> _Source material_
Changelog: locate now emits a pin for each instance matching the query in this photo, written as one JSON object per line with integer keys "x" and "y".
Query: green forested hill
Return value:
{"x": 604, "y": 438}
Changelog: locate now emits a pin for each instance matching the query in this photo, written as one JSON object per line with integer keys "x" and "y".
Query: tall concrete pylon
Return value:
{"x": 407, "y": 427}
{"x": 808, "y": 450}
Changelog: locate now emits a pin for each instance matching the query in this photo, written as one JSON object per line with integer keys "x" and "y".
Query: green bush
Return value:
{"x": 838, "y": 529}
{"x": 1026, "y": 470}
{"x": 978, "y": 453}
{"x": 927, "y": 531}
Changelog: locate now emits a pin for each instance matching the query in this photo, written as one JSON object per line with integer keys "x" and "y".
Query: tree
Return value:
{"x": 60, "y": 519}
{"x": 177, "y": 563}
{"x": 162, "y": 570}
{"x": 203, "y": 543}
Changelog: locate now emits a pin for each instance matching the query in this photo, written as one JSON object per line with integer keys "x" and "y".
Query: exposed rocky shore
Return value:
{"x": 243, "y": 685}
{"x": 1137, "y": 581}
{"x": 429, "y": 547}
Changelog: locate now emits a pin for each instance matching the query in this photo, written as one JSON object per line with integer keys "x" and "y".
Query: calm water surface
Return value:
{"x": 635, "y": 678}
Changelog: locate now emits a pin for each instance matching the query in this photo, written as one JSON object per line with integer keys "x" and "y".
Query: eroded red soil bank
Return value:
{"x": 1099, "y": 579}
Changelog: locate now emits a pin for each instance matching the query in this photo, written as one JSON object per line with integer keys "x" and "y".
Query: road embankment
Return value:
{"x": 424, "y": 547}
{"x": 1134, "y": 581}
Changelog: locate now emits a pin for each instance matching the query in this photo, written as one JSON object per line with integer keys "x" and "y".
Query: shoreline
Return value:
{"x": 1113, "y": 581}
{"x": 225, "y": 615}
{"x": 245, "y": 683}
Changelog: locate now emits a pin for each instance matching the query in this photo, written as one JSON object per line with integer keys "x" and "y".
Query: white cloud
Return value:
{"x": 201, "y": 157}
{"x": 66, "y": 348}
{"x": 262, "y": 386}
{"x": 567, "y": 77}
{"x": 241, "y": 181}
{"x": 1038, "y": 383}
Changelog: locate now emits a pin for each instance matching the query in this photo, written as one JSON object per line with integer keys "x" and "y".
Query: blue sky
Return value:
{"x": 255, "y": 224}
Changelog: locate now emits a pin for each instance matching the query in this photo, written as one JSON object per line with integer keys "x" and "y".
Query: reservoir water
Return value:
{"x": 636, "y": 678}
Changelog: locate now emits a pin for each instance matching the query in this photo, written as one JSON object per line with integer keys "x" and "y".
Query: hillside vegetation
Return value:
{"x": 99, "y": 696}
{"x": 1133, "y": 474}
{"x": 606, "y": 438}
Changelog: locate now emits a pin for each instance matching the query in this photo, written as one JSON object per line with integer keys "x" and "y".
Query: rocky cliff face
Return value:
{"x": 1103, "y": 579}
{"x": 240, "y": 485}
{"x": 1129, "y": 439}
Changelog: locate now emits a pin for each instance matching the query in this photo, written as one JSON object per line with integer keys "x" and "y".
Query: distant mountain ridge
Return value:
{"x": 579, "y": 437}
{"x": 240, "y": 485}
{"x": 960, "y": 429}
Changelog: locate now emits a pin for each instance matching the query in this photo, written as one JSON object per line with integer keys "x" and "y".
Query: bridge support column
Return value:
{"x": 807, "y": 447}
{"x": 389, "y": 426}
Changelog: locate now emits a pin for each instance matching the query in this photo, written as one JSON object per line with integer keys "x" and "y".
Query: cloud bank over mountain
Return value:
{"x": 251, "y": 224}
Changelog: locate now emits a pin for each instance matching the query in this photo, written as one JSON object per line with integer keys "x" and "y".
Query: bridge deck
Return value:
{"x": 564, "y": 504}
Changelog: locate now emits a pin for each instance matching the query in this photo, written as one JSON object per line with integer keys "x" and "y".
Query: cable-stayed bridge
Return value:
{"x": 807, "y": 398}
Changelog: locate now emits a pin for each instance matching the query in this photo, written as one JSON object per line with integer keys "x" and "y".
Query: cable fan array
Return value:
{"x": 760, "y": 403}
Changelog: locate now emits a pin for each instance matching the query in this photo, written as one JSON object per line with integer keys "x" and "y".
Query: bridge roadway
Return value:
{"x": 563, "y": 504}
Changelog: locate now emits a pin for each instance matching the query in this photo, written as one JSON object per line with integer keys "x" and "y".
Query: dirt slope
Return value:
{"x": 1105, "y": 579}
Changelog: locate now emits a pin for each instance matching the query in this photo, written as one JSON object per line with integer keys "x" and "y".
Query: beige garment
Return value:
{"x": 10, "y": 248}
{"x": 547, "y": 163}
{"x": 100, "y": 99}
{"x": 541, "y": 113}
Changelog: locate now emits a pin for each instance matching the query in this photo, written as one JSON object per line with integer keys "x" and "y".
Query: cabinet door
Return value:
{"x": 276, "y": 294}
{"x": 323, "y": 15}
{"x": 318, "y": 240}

> _Task item_
Please report every line among the entries that includes "green".

> _Written reply_
Query: green forested hill
Query: green bush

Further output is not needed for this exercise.